§ Document extract:
== Segment start ==

Recent posts / Archive

Categories

Semivariograms

Originally posted by on 16:12 Mon 7 May 2007, last modified 02:26 Thu 17 May 2007.

File under: curve fitting geostatistics math maximum liklihood phd programming python spatial analysis

The Semivariogram is a cornerstone of geostatistics, and to understand what it means, I'll briefly introduce some terms that litter the literature of the field.

A bit of history...

If we have samples of some phenomenon, then we want to use them to generate a model that describes, or rather estimates, the phenomenon completely. There are a couple of ways this can be done, one method is genetic models, however for spatial data even simple processes can require many parameters and it is not a viable method. In the late 1960, when computers arrived on the scene, a technique called Trend Surface Analysis became possible. The assumptions underlying this technique is that the data can be represented by a polynomial (or actually any deterministic function), plus a random error component. By random error, we mean that the error is spatially uncorrelated, and does not depend on the function. The problem with this approach is that most geological or geographical phenomenon can display large short scale variation and large scale trends, and therefore uncorrelated errors, mean that the final model is overfit, because it has to model the short scale variation accurately. This leads us to consider that it might be better to allow for correlation between values at different distances apart. Hence the emergence of geostatistics.

== Segment end ==

Collected data:
== Segment start ==

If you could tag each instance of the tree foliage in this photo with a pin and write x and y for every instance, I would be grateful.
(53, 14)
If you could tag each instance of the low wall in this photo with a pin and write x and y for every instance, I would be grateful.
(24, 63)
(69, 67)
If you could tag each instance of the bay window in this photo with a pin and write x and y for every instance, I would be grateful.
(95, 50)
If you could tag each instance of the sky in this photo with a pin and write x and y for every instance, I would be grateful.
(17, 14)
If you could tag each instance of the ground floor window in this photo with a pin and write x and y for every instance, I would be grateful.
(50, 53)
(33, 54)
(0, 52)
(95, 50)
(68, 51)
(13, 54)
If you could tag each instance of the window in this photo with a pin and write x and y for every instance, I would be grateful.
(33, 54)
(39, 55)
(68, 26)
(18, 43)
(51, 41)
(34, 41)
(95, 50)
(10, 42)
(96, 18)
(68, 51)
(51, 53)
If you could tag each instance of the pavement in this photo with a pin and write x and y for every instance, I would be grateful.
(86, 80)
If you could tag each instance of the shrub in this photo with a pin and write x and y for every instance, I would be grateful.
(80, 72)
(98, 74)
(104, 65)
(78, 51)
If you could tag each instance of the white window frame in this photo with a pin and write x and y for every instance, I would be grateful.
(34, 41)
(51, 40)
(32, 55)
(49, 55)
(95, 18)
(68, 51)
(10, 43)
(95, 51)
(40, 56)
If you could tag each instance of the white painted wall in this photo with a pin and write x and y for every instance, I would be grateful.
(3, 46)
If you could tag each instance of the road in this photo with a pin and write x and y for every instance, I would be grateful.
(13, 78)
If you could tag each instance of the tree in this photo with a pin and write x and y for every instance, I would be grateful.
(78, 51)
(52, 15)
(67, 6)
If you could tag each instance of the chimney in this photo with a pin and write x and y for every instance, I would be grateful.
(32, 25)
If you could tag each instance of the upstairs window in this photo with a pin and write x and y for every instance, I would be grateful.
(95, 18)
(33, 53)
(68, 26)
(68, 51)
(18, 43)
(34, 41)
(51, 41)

== Segment end ==

§ Exercises:
A – In the semivariograms post, what does Trend Surface Analysis assume the data can be represented by?
B – Write the next part of the semivariograms post, picking up after its last sentence.

§ Responses:
A – A polynomial (or any deterministic function) plus a random error component.

B –
Geostatistics

Georges Matheron, considered by many as the founder of geostatistic, coined the phrase regionalized variable, to highlight the contradictory features of these variables, namely a random aspect (for local irregularities) and a structural aspect (for large scale trends). Trend surfaces puts all the randomness into the error term, and the structure into a deterministic trem. Matheron proposed to introduce randomness as variations about a fixed surface, or drift. These variations are not errors, but rather a feature of the phenomenon.

By stationary, we mean that the variable is translation invariant. Therefore for any increment h the distribution of Z(x1), Z(x2),... Z(xk) is the same as that for Z(x1+h), Z(x2+h), ... Z(xk+h).

The Semivariogram

The semivariogram of an random function, which is akin to a stocastic process or random field in other disiplines is given as: γ(h) = 0.5 Var[Z(x+h) - Z(x)]. For stationary variables, the mean of Z(x+h) - Z(x) is zero, therefore: γ(h) = 0.5 E[Z(x+h) - Z(x)]2; here x is a position vector, for the point x in an N-dimentional space, and h is a separation vector. A typical semivariogram is shown below.

A typical semivariogram

Note the following features:

  • Theoretically it always starts at zero, as for zero separation, the two points are equal.
  • It generally increases with h, which makes sense because we expect point that are far apart to have little correlation with each other, meaning high variance.
  • It flattens out, at a value called the sill after a distance called the range

The above example is a Spherical model, which is probably the most common. Mathematically it is described by:

Spherical Model

Some other models are:

Exponential Model
Exponential

Gaussian Model
Gaussian

Cubic Model
Cubic

in all of these a and C are the range and sill respectively.

Implementation

I'll get round to posting about why we might want to determine these models in a future post, for now, I'm going to discuss how we can get them. First of all we need code that implements each model. The simplist way of doing this is to subclass a Model class, and override the function method. In Python this is very easy. We can also use Scipy's vectorize function, to turn a function that operates on scalers to operate on vectors.

from scipy import arange, vectorize

class Model(object):

    def __init__(self, type=None, sill=None, range=None, nugget=None):
        self.type = type
        self.sill = float(sill)
        self.range = float(range)
        self.nugget = float(nugget)
        self.func = vectorize(self.f)
        self.variance = 0
    
    def f(self, h):
        return 0

    def __cmp__(self, other):
        return cmp(self.variance, other.variance)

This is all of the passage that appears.